| Tasks to perform |
1. In the essay on polls and the election, how were votes cast at the writer's polling place in New Haven?
2. Which subjects does the essay on polls and the election say reporters might be busy writing about? List them all.
3. Write the next part of the essay on polls and the election, starting after its final sentence.

(Exercise text)

What if the polls were right and the election was wrong?




Now that Donald J. Trump is president-elect and Democrats are fighting like rabid raccoons to lay blame for the disaster, and pollsters are pulling out their hair to figure out what went wrong,  let's consider a possibility.

If thousands of engineers agreed on a bridge design and then the bridge was built and immediately collapsed, who would you suspect made a mistake? The highly trained engineers and their computers or the company that built the bridge?

The engineers checked and re-checked their design, but in practice the design proved terrible.

What's easier to imagine, that the engineers were wrong, or that perhaps the construction company used substandard concrete or steel, or took some other shortcut?

Back to the election. Virtually all of the polls, which change from week to week, were in basic agreement. 

Then the exact opposite happened.  Suppose that the polls were correct and that the election was flawed.

 We know many voters were prevented from voting and were incorrectly told they were not eligible, or were otherwise disenfranchised. And we know with a fair amount of certainty that Russia hacked into various email accounts and then gave the messages (or false messages) to Wikileaks. 

If a hacker can penetrate an email account, how difficult would it be to hack into an election computer and change some totals? The hacker would only have to alter a relatively few votes in Florida, Ohio and Pennsylvania, and maybe for good measure a few smaller states. 

I have no idea  what voting systems were used or how votes were tabulated. Where I voted in New Haven paper ballots were fed into a machine. Did anyone calibrate or check the machine at any point? I don't know.

Some voters in other states used computers to vote, which seems like an extremely bad idea. 

Meanwhile, has anyone started to compare the results with the numbers of votes cast? The number of votes could be below the number of voters, if some chose to not mark their ballots. But the total should never be greater than the number of ballots cast. 

Some enterprising reporters could check into this, unless they are otherwise occupied writing about dogs, celebrities, sports, cooking, relationships, medical miracles, fires, and other things. Sports, to paraphrase Marx or someone or other,  is the Valium of the people. 



What we need, assuming elections continue in the future,  is a system that is as uncomputerized as possible.

(End Exercise text)
(Material provided)

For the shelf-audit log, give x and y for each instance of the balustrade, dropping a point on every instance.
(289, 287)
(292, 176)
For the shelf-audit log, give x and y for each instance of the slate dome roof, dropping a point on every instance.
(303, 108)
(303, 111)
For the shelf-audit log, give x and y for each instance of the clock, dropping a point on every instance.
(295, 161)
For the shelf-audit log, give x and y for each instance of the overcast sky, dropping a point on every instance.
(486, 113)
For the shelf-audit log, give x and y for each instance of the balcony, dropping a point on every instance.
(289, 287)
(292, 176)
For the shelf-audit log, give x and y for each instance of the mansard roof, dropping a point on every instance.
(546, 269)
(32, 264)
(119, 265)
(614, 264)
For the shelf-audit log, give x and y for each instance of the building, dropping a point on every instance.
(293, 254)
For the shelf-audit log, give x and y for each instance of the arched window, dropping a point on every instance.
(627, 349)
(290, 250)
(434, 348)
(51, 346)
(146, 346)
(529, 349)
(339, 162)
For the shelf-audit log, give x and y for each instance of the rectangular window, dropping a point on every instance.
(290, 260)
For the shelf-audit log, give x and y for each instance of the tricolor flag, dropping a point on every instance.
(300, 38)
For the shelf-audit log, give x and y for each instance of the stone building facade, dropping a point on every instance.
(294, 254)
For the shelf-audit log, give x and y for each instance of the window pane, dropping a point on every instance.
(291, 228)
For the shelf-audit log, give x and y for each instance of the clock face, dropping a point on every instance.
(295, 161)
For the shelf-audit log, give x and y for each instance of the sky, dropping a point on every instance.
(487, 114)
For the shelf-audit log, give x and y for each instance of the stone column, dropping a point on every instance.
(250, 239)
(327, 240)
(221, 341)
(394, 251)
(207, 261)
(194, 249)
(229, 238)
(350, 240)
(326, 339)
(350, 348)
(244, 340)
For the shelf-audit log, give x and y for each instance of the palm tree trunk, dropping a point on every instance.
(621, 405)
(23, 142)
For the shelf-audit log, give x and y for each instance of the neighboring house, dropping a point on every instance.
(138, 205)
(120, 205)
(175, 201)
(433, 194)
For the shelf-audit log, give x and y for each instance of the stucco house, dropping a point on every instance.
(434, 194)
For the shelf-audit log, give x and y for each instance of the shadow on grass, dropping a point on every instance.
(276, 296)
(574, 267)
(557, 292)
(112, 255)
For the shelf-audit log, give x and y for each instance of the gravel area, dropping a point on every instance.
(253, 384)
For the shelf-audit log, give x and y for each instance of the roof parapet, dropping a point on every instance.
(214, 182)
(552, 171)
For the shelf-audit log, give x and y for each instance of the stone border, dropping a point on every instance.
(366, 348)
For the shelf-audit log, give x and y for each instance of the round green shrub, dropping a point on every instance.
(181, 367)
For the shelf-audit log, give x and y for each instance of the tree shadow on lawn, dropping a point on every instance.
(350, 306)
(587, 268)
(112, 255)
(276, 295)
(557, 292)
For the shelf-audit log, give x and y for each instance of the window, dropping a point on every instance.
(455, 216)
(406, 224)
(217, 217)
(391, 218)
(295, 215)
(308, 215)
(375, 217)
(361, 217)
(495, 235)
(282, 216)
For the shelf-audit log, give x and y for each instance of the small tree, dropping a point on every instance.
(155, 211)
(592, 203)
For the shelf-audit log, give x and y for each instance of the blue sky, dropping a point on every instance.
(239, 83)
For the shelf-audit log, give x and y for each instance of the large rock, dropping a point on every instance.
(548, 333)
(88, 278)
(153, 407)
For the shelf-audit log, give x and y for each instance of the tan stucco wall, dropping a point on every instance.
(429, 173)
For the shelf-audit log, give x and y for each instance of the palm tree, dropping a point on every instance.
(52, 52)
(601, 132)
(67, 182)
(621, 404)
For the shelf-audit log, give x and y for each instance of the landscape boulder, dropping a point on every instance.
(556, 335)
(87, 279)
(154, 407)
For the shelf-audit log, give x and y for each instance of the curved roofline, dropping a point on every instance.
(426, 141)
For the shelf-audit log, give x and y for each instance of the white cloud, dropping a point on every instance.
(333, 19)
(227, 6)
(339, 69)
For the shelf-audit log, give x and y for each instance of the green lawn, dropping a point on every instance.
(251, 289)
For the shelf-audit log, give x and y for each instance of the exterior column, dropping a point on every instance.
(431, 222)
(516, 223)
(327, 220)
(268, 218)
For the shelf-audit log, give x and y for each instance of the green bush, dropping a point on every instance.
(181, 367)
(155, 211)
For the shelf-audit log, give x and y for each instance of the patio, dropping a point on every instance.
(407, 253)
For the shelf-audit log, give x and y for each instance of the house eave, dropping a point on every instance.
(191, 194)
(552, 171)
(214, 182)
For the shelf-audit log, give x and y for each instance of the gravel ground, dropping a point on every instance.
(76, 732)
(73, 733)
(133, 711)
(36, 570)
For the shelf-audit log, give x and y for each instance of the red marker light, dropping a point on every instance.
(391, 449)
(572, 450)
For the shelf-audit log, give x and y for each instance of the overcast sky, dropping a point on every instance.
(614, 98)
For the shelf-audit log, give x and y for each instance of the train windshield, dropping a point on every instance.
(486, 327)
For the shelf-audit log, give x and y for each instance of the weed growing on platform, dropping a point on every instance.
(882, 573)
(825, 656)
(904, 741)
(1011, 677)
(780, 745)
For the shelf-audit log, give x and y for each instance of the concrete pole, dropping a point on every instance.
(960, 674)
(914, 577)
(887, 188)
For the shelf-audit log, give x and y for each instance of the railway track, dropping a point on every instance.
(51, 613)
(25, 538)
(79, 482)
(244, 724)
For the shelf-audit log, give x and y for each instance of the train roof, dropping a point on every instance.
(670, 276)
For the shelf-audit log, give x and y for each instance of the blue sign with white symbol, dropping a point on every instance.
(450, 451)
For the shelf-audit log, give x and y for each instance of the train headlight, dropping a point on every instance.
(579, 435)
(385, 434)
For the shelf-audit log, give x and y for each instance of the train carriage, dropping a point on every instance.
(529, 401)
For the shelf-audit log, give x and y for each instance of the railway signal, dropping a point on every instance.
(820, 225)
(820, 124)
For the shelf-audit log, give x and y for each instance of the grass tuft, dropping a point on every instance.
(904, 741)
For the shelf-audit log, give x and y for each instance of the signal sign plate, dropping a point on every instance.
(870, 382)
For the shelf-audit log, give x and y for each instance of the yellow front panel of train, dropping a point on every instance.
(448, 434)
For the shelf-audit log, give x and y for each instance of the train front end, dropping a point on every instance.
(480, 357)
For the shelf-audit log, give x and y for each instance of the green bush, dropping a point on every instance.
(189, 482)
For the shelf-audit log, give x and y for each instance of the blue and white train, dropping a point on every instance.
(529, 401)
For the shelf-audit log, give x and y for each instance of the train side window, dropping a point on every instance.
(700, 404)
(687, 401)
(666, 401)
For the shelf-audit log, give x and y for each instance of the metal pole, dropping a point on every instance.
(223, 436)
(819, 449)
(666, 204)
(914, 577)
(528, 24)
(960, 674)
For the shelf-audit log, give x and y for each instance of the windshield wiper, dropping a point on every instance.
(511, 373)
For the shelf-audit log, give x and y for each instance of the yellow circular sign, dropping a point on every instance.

(End Material provided)

| Activity answers |
1. Paper ballots were fed into a machine.

2. dogs, celebrities, sports, cooking, relationships, medical miracles, fires

3.
Who understands how computers work? Do you? Sure, you know vaguely about 1s and 0s and electricity, and microchips. and programs. But if you had to explain exactly how a computer counts paper ballots, you would not be able to.

 Few people could.  Maybe Alan Turing or John Von Neumann, or Steve Wozniak.

What we need instead is the simplest system imaginable that can still be counted in a few hours, unless people are willing to wait a month or two for results. 

Let's consider a precinct with 1,500 voters. The poll would receive 1,500 1-gram neodymium magnets. The voter is given a number of magnets equal to the number of candidates and ballot measures that are possible. 

If two people are running for mayor, for example, the voter would only need one magnet, because he is not supposed to vote for more than one candidate.

The voter drops his magnet into either hole A or hole B. 

When the poll closes, you remove the magnet bins and weigh them. If the total is more than 1,500 grams, alarm bells are sounded. Otherwise, the votes are weighed and the bins impounded. Seems simple. The most recent ballot would be more complicated. 

A voter could spit a ticket, or not vote for certain candidates, "leaving the space blank," so to speak.
Perhaps the voter is given enough magnets to vote every possible combination of votes and is instructed to place any unused magnets into another "extra magnets" hole. 

Presumably, where I voted, the paper ballots could be checked against the computerized totals. 
Magnets leave no paper trails, but then again, each magnet could weigh exactly 1.14159 grams. Different precincts could use different weights. If need be, someone can count the magnets.

Or something like that. Let's not depend on machines that work in obscure ways, and let's not depend on machines that someone can hack into.

So, who's going to start investigating the vote, and why the results were so different from the predictions?